WRITTEN EXERCISE: Copy the material below word for word, from the line holding "the white door" through the line holding "column 503, row 342", inclusive.

PROVIDED MATERIAL:

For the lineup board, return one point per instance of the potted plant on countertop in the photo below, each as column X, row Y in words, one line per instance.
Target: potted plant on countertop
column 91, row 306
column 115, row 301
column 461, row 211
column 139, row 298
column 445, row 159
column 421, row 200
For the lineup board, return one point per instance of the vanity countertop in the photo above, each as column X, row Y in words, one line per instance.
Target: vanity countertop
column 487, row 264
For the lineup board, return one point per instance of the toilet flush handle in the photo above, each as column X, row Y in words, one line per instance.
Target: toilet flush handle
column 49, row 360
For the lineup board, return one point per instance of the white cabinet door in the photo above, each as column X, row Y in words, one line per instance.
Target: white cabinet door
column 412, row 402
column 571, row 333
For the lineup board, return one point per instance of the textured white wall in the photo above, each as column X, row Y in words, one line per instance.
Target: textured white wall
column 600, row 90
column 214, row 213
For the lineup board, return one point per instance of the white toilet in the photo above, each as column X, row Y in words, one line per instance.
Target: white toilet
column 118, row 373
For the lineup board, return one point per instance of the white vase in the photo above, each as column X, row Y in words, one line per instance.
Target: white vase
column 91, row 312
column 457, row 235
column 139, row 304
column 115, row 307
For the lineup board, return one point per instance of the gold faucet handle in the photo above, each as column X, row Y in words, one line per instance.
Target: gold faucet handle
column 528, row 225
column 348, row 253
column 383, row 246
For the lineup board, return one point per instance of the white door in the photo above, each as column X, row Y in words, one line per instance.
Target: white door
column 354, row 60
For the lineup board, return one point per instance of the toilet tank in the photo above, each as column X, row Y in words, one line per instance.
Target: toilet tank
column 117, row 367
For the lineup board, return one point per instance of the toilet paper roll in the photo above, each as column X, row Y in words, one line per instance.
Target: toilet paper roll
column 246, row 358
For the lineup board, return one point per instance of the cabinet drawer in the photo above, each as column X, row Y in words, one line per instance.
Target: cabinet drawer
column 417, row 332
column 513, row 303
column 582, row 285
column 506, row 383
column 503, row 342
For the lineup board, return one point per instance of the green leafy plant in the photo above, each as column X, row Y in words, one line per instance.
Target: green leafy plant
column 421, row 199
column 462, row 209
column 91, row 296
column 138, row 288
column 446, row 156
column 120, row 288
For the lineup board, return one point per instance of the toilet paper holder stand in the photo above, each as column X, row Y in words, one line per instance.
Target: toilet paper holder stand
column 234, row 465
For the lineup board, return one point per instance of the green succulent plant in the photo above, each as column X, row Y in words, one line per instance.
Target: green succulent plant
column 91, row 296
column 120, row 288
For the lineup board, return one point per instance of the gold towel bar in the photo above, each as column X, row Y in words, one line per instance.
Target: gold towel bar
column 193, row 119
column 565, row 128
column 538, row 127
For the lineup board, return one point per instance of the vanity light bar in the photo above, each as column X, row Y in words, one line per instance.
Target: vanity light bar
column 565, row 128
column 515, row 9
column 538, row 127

FINAL ANSWER:
For the lineup board, return one point per instance of the white door in the photo above, each as column X, row Y in words, one line per instance.
Target: white door
column 354, row 60
For the lineup board, return one point per instance of the toilet tank in the photo above, each as column X, row Y in words, one line per instance.
Target: toilet tank
column 117, row 367
For the lineup board, return one point per instance of the toilet paper roll in the photo above, each as column X, row Y in words, one line per instance.
Target: toilet paper roll
column 246, row 358
For the lineup board, return one point per instance of the cabinet drawer in the photo above, each as column X, row Y in words, one line per instance.
Target: cabinet drawer
column 417, row 332
column 513, row 303
column 582, row 285
column 506, row 383
column 503, row 342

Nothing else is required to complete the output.